▶ [What this task involves]:
Copy the lines of the data below from the line with "the red seat" to the line with "[1270, 121]", both of these included.

▶ [Records shown]:
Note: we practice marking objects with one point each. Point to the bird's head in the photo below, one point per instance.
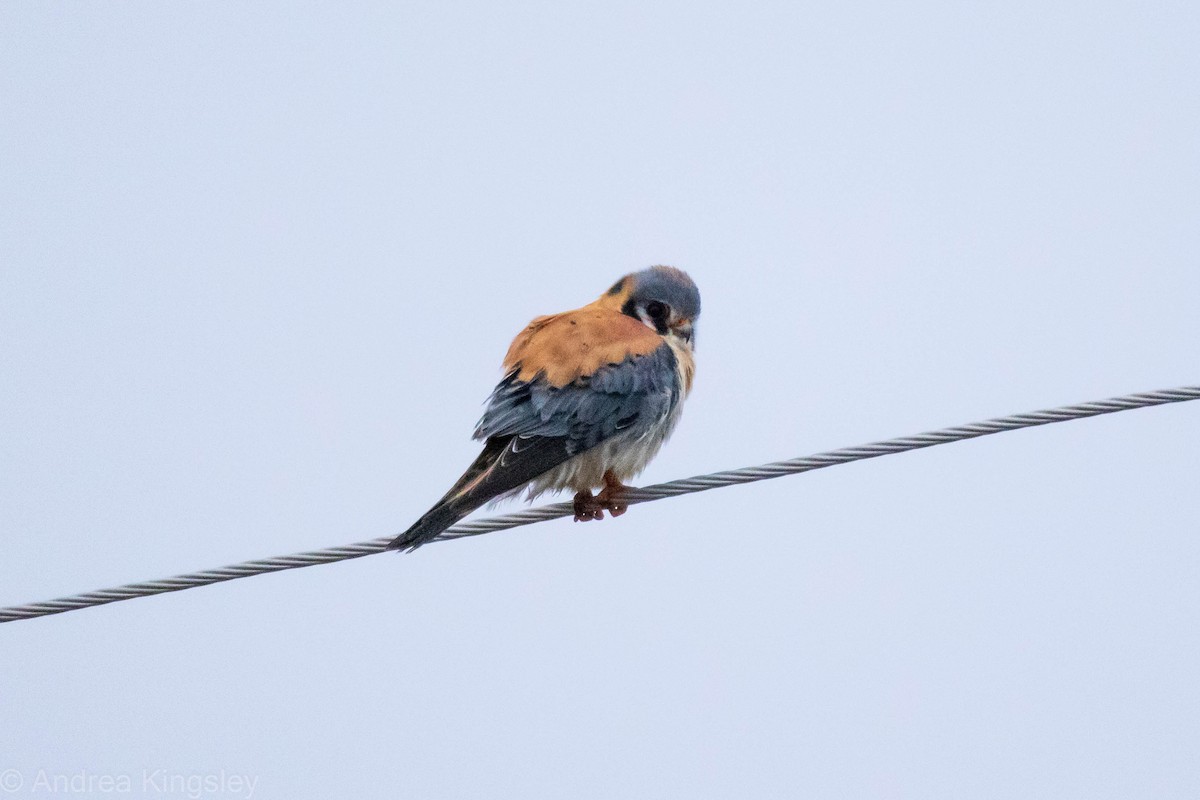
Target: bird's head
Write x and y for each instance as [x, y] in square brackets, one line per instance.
---
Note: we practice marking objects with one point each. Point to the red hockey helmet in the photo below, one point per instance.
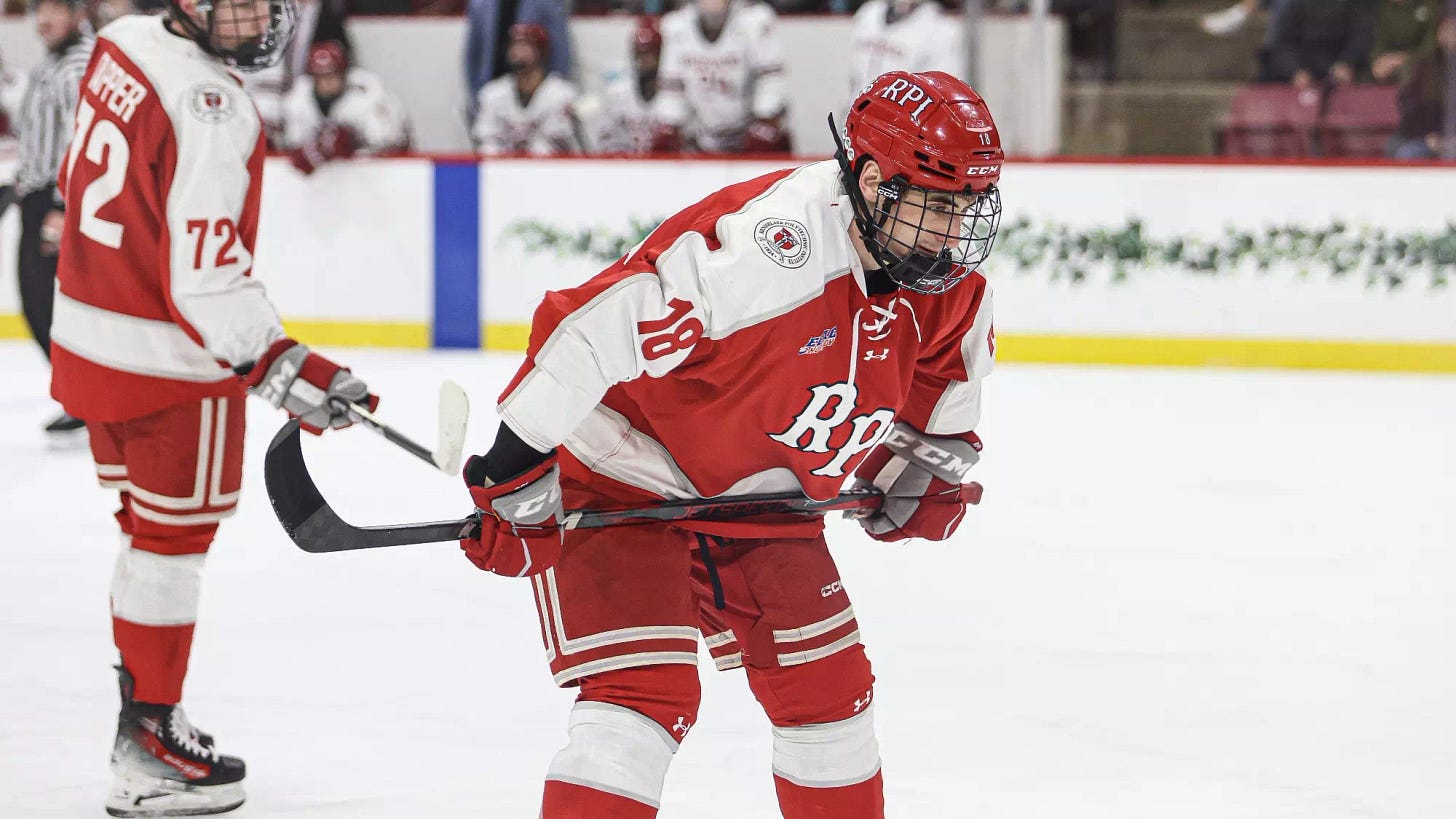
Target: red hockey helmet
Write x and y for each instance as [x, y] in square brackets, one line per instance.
==
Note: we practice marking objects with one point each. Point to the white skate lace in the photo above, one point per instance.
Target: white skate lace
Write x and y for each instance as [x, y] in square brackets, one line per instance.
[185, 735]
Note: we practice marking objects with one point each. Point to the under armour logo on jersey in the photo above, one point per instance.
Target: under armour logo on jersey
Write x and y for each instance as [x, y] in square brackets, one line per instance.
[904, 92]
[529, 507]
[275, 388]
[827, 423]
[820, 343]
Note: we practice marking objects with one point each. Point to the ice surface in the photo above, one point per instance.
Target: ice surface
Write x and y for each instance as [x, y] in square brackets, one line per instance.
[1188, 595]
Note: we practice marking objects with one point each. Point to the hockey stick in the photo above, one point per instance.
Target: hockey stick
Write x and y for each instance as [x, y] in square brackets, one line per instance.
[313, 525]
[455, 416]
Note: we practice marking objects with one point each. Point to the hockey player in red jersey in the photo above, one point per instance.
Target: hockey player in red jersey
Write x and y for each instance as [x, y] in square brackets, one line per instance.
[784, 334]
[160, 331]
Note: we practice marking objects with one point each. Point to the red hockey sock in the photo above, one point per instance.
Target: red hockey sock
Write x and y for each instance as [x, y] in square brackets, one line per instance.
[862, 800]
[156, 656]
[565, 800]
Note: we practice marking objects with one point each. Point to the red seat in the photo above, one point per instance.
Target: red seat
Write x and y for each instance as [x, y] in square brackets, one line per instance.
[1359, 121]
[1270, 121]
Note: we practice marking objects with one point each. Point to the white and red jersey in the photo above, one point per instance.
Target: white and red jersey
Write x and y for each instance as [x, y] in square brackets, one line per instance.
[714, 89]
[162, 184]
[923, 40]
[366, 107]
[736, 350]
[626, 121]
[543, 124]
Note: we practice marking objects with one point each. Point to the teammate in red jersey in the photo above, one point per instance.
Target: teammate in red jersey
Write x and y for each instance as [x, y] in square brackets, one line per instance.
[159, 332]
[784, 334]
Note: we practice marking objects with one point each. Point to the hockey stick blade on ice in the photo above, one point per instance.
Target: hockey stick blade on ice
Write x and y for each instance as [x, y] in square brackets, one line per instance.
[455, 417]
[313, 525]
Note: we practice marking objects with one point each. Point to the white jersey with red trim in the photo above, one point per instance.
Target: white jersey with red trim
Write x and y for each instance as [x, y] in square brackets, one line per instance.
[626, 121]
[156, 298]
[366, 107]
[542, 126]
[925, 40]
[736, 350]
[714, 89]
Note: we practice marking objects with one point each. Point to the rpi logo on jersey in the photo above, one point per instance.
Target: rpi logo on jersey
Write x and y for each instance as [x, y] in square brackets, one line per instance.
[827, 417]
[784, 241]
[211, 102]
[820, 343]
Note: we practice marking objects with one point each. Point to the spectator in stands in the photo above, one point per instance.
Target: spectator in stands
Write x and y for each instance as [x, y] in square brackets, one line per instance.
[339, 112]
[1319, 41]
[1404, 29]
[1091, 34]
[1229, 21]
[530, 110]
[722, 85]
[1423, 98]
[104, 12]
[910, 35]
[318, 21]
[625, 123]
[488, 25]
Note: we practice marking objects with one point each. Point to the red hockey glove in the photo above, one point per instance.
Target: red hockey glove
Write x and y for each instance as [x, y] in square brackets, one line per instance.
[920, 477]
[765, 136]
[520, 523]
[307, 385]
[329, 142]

▶ [Output for this task]:
Note: we practice marking objects with one point each. Point to the red seat in the photo above, one point per instance.
Target: red seat
Write x and y for each instance as [x, y] in square brackets, one line per instance.
[1359, 121]
[1270, 121]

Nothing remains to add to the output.